* DATA FOR PROCESSING
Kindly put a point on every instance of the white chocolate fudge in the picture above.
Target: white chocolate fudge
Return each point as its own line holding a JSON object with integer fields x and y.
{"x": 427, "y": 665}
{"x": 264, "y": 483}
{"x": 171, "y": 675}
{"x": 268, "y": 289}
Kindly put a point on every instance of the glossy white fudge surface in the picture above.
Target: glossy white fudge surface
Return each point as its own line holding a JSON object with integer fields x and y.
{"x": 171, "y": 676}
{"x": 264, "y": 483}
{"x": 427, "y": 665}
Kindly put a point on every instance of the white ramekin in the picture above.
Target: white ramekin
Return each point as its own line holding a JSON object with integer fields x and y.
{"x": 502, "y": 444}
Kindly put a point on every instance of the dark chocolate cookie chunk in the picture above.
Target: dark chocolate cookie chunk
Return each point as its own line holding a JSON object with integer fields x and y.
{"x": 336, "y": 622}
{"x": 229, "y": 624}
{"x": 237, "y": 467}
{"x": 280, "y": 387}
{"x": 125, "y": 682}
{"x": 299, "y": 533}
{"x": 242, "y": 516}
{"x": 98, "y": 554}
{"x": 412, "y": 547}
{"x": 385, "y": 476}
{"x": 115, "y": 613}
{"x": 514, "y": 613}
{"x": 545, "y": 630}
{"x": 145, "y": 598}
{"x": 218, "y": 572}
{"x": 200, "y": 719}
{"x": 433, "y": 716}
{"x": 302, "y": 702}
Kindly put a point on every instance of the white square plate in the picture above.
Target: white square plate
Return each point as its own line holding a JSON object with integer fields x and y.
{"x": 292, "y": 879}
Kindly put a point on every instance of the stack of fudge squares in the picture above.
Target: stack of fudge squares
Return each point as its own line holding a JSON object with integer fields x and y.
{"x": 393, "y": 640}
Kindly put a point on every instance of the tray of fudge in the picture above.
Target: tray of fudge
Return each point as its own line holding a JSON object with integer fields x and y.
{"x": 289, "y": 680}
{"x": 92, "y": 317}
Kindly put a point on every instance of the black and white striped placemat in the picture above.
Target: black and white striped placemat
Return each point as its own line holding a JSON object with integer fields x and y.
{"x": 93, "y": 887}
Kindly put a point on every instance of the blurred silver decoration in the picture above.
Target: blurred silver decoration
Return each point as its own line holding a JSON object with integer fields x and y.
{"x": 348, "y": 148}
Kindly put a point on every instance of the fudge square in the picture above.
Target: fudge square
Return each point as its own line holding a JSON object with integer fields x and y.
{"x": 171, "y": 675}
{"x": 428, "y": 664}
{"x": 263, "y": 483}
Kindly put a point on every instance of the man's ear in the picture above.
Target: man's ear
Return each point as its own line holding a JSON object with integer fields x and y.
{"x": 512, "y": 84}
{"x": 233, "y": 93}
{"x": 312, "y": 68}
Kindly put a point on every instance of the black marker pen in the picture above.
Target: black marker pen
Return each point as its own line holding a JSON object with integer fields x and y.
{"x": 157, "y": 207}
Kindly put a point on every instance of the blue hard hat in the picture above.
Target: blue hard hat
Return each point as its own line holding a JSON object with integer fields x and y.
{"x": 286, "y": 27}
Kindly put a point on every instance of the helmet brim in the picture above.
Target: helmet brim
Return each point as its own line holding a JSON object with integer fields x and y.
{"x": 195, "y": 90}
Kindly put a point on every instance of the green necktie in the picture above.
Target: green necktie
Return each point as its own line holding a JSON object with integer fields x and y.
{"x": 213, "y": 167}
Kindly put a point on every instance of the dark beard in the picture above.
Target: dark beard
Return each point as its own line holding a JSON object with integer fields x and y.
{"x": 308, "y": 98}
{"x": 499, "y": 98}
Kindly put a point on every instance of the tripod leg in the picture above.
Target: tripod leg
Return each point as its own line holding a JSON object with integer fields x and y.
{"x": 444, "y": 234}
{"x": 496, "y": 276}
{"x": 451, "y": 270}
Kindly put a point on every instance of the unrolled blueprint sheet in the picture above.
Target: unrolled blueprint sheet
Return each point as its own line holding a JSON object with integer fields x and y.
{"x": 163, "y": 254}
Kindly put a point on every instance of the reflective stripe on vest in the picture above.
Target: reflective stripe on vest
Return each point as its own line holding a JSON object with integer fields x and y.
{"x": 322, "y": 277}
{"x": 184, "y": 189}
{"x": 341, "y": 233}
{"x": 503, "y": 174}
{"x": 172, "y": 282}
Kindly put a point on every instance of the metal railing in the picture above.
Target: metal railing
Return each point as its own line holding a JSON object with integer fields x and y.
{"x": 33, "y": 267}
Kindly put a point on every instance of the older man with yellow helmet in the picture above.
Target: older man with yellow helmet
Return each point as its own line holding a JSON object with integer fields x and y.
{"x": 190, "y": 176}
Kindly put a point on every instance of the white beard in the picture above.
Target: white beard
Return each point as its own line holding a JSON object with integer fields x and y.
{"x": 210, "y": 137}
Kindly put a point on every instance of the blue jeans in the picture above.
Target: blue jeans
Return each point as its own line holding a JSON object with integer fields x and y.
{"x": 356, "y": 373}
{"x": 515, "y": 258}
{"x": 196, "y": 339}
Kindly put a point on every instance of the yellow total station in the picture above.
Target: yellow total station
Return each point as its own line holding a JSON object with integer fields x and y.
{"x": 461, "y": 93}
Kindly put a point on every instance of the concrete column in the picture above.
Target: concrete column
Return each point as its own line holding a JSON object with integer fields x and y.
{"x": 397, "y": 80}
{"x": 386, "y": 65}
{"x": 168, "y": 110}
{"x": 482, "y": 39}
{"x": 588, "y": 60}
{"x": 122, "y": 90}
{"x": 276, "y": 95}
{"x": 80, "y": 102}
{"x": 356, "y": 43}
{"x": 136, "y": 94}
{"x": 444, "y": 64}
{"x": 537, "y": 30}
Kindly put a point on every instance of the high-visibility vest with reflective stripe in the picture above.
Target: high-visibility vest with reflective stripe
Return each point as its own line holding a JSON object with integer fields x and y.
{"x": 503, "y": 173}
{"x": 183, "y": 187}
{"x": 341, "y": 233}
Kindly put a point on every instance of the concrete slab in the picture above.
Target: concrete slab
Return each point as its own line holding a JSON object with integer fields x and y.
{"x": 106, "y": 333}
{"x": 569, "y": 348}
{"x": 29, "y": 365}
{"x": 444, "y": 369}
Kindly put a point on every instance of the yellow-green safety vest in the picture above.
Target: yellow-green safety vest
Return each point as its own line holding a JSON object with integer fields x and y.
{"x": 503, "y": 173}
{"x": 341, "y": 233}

* DESCRIPTION OF THE TASK
The records above should be repeated in full, exactly as given.

* TASK OUTPUT
Kindly put a point on every instance of the white chocolate fudge in the picture above.
Target: white chocolate fudge
Return each point as its own line holding a JSON object with integer fields x and y.
{"x": 427, "y": 665}
{"x": 264, "y": 483}
{"x": 171, "y": 675}
{"x": 268, "y": 289}
Kindly put a point on every instance of the glossy white fudge surface in the picture above.
Target: glossy white fudge surface
Return each point as its own line holding a JSON object with integer fields x and y.
{"x": 171, "y": 676}
{"x": 264, "y": 483}
{"x": 427, "y": 665}
Kindly put a point on every instance of the white ramekin in the picture above.
Target: white ramekin
Return each point as its own line holding a JSON object with integer fields x and y.
{"x": 502, "y": 444}
Kindly put a point on every instance of the dark chocolate cookie chunk in the picture above.
Target: dark chocolate cookie chunk
Return each point as its own line holding a JSON object with integer fields x and y.
{"x": 336, "y": 622}
{"x": 229, "y": 624}
{"x": 237, "y": 467}
{"x": 280, "y": 387}
{"x": 125, "y": 682}
{"x": 299, "y": 533}
{"x": 242, "y": 516}
{"x": 98, "y": 554}
{"x": 412, "y": 547}
{"x": 385, "y": 476}
{"x": 115, "y": 613}
{"x": 514, "y": 613}
{"x": 545, "y": 630}
{"x": 145, "y": 598}
{"x": 218, "y": 572}
{"x": 200, "y": 719}
{"x": 433, "y": 716}
{"x": 302, "y": 702}
Kindly put a point on every instance of the white square plate in the picture above.
Target: white square plate
Return each point as its own line holding a JSON object with integer fields x and y.
{"x": 292, "y": 879}
Kindly put a point on every instance of the stack of fudge squares in the picture above.
Target: stack of fudge squares
Return each point as its own line holding a JSON object with integer fields x and y.
{"x": 393, "y": 640}
Kindly put a point on every instance of the tray of fudge in the picture above.
Target: tray of fudge
Return each point as its own line holding a JSON object with integer fields x and y.
{"x": 289, "y": 680}
{"x": 92, "y": 317}
Kindly put a point on every instance of the black and white striped placemat in the picture above.
Target: black and white striped placemat
Return each point as its own line holding a JSON object with integer fields x and y.
{"x": 93, "y": 887}
Kindly put a point on every instance of the blurred silver decoration in the picture above.
Target: blurred silver decoration
Return each point as its own line holding a JSON object with integer fields x and y.
{"x": 348, "y": 148}
Kindly put a point on every instance of the fudge square in the picture above.
Target: fudge square
Return each point as its own line holding a JSON object with integer fields x and y.
{"x": 171, "y": 675}
{"x": 428, "y": 664}
{"x": 263, "y": 483}
Kindly put a point on every instance of the man's ear in the picture above.
Target: man's ear
Return each point as its own line holding a JSON object with integer fields x and y.
{"x": 512, "y": 84}
{"x": 233, "y": 93}
{"x": 312, "y": 68}
Kindly put a point on every instance of the black marker pen in the picture above.
Target: black marker pen
Return each point as its own line holding a JSON object with integer fields x and y.
{"x": 157, "y": 207}
Kindly put a point on every instance of the blue hard hat in the picture above.
Target: blue hard hat
Return each point as its own line holding a JSON object with integer fields x and y.
{"x": 286, "y": 27}
Kindly put a point on every instance of the helmet brim in the picture above.
Target: helmet brim
Return each point as its own line holding a JSON object with integer fields x and y.
{"x": 195, "y": 90}
Kindly put a point on every instance of the green necktie in the picture above.
Target: green necktie
Return each point as its own line holding a JSON object with integer fields x and y.
{"x": 213, "y": 167}
Kindly put a point on every instance of the dark beard in the picture above.
Target: dark beard
Return each point as its own line holding a JSON object with integer fields x and y.
{"x": 308, "y": 98}
{"x": 499, "y": 98}
Kindly put a point on every instance of the tripod leg in the picture above.
Target: tripod leg
Return each point as its own line holding a JSON object with integer fields x and y.
{"x": 444, "y": 234}
{"x": 496, "y": 276}
{"x": 451, "y": 270}
Kindly put a point on every instance of the unrolled blueprint sheet in the picture above.
Target: unrolled blueprint sheet
Return each point as its own line holding a JSON object with integer fields x and y.
{"x": 163, "y": 254}
Kindly put a point on every instance of the reflective stripe on vest in the picture above.
Target: reflective stripe on vest
Return each point as its own line holding a JSON object with integer fields x and y.
{"x": 322, "y": 277}
{"x": 184, "y": 189}
{"x": 341, "y": 233}
{"x": 503, "y": 174}
{"x": 172, "y": 282}
Kindly put a point on every instance of the metal railing in the picture above.
Target: metal railing
Return each point as its own line holding a JSON object with integer fields x and y.
{"x": 33, "y": 267}
Kindly put a point on every instance of the older man with yellow helmet in the picture above.
Target: older man with yellow helmet
Return each point as its own line holding a JSON object with integer fields x and y.
{"x": 190, "y": 176}
Kindly put a point on every instance of the white beard in the picture above.
Target: white beard
Return each point as its own line holding a JSON object with integer fields x and y.
{"x": 210, "y": 137}
Kindly put a point on every instance of the blue jeans in the picture above.
Target: blue jeans
Return each point as its own line holding a JSON object with integer fields x and y.
{"x": 356, "y": 373}
{"x": 515, "y": 258}
{"x": 196, "y": 339}
Kindly put a point on every instance of the yellow total station in the picture above.
Target: yellow total station
Return each point as its own line holding a JSON object with integer fields x and y.
{"x": 461, "y": 93}
Kindly put a point on every instance of the concrete column in the picture above.
Target: concrete column
Return each point as its own line holding a JSON object with integer fields x and y.
{"x": 397, "y": 80}
{"x": 386, "y": 65}
{"x": 168, "y": 110}
{"x": 482, "y": 39}
{"x": 588, "y": 60}
{"x": 122, "y": 90}
{"x": 276, "y": 95}
{"x": 80, "y": 102}
{"x": 356, "y": 43}
{"x": 136, "y": 94}
{"x": 444, "y": 64}
{"x": 537, "y": 30}
Kindly put a point on every instance of the high-visibility vest with reflective stripe in the picture above.
Target: high-visibility vest with reflective stripe
Return each point as its own line holding a JSON object with integer fields x and y.
{"x": 503, "y": 173}
{"x": 183, "y": 187}
{"x": 341, "y": 233}
Kindly put a point on every instance of the concrete slab in the picture above.
Target: concrete slab
Return each point as its own line holding a JSON object with integer fields x and y.
{"x": 106, "y": 333}
{"x": 569, "y": 348}
{"x": 29, "y": 365}
{"x": 444, "y": 369}
Kindly put a point on every instance of the yellow-green safety vest in the picture above.
Target: yellow-green safety vest
Return each point as its own line holding a JSON object with integer fields x and y.
{"x": 503, "y": 173}
{"x": 341, "y": 233}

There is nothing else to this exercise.